==== Records for the task

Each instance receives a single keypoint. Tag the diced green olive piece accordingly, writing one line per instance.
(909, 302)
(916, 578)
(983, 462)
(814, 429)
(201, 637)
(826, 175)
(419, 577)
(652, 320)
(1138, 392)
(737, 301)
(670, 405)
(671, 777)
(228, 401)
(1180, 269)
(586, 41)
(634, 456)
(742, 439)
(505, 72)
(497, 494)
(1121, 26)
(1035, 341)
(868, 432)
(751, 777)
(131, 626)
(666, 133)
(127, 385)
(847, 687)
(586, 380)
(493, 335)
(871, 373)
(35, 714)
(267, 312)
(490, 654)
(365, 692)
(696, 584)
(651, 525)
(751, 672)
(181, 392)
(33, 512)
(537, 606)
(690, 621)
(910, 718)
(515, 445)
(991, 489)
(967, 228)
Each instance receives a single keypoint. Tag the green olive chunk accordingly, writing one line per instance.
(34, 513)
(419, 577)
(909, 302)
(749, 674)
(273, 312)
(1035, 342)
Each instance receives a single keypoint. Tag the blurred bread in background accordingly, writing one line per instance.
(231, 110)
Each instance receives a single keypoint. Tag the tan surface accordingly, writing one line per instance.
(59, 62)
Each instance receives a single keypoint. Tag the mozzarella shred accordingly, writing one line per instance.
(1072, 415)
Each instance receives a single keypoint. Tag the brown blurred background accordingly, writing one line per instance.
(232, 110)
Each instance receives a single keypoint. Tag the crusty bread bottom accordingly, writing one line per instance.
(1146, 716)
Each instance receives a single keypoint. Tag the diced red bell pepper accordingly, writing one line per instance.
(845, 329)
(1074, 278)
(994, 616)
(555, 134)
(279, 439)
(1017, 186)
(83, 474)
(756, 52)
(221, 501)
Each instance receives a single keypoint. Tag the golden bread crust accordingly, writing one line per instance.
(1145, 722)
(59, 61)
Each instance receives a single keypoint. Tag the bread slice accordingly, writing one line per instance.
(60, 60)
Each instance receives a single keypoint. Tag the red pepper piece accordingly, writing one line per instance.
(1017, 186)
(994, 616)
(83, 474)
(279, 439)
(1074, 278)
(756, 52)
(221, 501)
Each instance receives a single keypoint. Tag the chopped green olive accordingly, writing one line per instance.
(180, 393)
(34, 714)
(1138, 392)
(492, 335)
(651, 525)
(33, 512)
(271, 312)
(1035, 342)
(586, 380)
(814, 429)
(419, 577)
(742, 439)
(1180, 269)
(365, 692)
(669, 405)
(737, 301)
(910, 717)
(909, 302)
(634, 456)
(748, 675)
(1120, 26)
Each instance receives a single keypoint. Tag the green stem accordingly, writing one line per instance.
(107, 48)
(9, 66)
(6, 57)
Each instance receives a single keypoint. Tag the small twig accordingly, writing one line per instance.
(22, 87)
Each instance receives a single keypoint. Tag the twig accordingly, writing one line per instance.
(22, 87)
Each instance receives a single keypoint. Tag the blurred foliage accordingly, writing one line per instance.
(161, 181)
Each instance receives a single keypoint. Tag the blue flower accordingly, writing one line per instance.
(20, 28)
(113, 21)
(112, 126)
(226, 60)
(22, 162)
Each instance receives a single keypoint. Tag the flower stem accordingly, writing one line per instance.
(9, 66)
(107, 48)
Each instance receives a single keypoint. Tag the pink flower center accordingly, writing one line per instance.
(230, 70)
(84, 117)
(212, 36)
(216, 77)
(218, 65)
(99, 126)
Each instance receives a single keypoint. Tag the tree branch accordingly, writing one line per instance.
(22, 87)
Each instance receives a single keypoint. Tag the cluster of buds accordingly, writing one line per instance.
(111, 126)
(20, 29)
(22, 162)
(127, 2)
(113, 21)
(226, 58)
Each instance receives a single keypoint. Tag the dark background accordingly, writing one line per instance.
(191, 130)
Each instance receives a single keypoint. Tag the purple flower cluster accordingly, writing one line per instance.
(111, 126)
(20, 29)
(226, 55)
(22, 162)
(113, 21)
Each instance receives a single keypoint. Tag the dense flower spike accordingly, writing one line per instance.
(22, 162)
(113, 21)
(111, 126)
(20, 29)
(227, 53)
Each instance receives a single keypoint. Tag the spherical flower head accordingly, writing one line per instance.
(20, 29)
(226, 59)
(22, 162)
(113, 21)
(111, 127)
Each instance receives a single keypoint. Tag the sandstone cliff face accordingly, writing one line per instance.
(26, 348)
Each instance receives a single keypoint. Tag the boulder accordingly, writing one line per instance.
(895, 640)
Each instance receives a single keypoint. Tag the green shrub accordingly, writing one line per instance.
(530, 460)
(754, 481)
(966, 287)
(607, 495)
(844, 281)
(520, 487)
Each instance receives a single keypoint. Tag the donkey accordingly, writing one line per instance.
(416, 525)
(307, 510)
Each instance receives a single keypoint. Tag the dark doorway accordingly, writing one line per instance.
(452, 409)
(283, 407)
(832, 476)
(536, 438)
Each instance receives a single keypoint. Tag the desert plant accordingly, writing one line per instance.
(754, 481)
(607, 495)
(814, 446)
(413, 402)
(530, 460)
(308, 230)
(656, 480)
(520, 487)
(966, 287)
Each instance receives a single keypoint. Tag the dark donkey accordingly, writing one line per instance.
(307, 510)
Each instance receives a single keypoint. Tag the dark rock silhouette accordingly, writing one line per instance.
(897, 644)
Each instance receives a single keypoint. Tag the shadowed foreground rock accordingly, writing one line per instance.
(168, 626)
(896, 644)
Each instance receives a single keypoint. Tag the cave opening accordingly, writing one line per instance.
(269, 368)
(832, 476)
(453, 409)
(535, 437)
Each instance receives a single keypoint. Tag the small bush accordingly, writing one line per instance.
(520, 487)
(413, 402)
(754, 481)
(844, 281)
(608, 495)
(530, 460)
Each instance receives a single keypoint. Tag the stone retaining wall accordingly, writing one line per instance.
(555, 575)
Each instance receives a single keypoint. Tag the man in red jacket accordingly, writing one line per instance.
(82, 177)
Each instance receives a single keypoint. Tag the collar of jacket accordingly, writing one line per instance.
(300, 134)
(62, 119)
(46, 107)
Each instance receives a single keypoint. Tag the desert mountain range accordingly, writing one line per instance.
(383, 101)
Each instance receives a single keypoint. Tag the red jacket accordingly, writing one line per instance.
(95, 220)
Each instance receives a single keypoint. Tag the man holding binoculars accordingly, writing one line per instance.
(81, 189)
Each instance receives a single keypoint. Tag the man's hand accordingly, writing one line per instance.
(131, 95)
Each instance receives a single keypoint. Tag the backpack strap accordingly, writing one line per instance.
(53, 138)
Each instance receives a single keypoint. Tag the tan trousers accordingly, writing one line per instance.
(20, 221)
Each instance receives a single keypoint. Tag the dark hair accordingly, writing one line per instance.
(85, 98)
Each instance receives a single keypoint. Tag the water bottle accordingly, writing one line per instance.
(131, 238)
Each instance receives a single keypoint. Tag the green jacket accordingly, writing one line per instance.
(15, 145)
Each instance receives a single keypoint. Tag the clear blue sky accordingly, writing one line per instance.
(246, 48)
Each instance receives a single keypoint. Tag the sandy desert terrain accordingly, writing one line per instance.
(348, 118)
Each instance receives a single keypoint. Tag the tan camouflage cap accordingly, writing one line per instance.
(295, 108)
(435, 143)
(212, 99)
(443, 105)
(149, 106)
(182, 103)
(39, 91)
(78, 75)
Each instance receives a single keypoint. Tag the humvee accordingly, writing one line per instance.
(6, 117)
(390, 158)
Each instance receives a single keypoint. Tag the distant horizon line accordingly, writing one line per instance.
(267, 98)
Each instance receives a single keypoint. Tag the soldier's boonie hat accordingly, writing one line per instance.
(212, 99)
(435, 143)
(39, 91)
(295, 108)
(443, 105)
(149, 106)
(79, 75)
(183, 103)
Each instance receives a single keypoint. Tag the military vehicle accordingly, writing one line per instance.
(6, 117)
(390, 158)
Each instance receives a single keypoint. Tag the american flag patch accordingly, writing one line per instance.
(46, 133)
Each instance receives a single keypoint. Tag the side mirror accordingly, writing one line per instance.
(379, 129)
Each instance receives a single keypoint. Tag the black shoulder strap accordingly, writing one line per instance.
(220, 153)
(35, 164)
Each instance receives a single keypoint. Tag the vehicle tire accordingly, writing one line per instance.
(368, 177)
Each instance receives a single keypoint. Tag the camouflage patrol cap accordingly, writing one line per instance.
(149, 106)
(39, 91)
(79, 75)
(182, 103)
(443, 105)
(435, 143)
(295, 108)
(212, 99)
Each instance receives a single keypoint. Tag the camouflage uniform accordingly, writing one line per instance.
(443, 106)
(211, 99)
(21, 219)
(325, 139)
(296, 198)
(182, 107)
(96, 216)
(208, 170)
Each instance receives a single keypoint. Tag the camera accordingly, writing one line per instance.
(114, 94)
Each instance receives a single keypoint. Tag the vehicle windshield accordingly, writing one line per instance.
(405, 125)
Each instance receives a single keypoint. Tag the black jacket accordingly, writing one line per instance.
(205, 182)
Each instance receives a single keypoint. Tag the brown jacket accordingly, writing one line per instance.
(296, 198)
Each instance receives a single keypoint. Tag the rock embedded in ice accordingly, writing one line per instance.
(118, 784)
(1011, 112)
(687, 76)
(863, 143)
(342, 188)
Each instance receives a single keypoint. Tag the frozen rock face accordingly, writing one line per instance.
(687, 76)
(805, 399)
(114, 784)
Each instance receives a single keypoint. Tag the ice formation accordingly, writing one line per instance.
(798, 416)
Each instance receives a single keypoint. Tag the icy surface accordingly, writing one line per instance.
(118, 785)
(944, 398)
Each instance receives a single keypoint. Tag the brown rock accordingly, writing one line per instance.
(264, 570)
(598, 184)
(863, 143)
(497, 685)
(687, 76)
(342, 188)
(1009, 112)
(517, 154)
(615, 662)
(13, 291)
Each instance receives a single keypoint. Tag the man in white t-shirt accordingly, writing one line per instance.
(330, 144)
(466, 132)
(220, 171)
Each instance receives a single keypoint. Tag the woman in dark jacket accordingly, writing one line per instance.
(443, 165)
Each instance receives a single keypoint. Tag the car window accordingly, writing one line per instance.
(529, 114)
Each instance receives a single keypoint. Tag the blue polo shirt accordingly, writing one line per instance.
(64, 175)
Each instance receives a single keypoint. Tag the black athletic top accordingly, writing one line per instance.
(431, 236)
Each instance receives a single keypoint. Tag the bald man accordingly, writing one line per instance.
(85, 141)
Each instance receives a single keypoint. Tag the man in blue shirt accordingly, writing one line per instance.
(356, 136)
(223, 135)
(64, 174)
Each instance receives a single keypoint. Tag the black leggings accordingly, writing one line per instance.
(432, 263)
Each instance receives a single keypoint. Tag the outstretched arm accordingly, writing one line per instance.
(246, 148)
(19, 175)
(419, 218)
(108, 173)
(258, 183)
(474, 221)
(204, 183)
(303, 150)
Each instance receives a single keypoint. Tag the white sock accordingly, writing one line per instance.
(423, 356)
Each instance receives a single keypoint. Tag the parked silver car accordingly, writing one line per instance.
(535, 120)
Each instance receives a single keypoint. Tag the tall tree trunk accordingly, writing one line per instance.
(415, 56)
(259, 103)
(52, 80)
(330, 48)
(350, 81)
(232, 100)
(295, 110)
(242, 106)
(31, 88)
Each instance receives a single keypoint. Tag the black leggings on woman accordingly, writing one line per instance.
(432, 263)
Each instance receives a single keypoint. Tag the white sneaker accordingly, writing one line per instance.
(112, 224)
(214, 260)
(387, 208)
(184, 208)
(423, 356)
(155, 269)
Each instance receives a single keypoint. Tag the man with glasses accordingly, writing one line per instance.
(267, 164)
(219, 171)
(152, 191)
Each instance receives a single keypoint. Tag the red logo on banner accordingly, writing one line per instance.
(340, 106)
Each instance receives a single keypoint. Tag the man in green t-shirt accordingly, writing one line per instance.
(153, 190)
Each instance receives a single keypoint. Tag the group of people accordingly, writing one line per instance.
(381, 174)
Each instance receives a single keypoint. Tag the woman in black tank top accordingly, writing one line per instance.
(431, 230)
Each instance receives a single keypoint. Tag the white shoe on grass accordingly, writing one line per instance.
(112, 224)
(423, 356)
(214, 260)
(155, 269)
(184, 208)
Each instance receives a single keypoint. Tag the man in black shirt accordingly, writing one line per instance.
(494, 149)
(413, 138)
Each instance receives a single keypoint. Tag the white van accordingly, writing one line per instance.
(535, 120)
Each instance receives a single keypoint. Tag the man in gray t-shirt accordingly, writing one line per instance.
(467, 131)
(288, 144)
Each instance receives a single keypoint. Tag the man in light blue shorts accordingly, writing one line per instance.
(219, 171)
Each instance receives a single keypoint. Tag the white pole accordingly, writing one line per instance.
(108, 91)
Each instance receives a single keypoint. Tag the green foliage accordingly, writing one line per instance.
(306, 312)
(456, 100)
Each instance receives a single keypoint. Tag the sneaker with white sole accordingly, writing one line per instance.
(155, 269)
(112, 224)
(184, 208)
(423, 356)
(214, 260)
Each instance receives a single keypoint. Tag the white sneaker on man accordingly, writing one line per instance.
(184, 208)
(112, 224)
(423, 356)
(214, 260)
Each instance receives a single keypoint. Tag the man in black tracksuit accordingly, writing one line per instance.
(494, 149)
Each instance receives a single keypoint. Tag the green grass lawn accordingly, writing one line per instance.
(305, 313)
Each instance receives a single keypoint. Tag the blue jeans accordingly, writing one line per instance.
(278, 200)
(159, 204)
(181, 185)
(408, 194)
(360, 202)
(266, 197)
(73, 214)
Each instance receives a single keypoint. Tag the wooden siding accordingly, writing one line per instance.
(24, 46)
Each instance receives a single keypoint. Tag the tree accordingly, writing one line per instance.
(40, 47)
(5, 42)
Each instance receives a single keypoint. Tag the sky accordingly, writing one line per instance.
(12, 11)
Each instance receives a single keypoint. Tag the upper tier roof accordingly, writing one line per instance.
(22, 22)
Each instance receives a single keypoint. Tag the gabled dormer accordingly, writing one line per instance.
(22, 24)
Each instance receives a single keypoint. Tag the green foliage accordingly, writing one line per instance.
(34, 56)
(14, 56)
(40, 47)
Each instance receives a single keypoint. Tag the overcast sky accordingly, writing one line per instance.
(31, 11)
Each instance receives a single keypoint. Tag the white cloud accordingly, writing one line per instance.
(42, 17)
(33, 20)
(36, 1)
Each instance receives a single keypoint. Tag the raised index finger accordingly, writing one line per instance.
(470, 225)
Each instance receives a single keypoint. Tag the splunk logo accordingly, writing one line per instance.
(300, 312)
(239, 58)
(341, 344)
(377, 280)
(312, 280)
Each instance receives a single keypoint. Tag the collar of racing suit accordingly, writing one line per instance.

========

◆ Task to carry out ◆
Take every line from the one containing "Each instance receives a single keypoint. Tag the green grass" to the end of the listing and output it exactly, with nothing else.

◆ Result of this task ◆
Each instance receives a single keypoint. Tag the green grass lawn accordingly, writing one line per instance.
(305, 313)
Each instance receives a single keypoint. Tag the blue jeans accordingly, writing one line per instance.
(278, 200)
(159, 204)
(181, 185)
(408, 194)
(360, 202)
(266, 197)
(73, 214)
Each instance receives a single keypoint. Tag the wooden siding accordingly, writing one line per instance.
(24, 46)
Each instance receives a single keypoint. Tag the tree accordingly, writing one line per instance.
(40, 47)
(5, 42)
Each instance receives a single keypoint. Tag the sky accordingly, writing one line per instance.
(12, 11)
Each instance receives a single keypoint. Tag the upper tier roof accordingly, writing one line per instance.
(22, 22)
Each instance receives a single keypoint. Tag the gabled dormer accordingly, writing one line per instance.
(22, 24)
Each instance receives a single keypoint. Tag the green foliage accordingly, writing one line per instance.
(34, 56)
(14, 56)
(40, 47)
Each instance receives a single keypoint. Tag the overcast sky accordingly, writing one line per instance.
(31, 11)
Each instance receives a single keypoint. Tag the white cloud accordingly, writing one line per instance.
(42, 17)
(33, 20)
(36, 1)
Each instance receives a single keypoint. Tag the raised index finger accordingly, writing one line per instance.
(470, 225)
Each instance receives a single keypoint. Tag the splunk logo accordingly, writing one line per instance.
(300, 312)
(239, 58)
(341, 344)
(377, 280)
(312, 280)
Each instance receives a single keypoint. Tag the collar of racing suit accordingly, writing one line per instance.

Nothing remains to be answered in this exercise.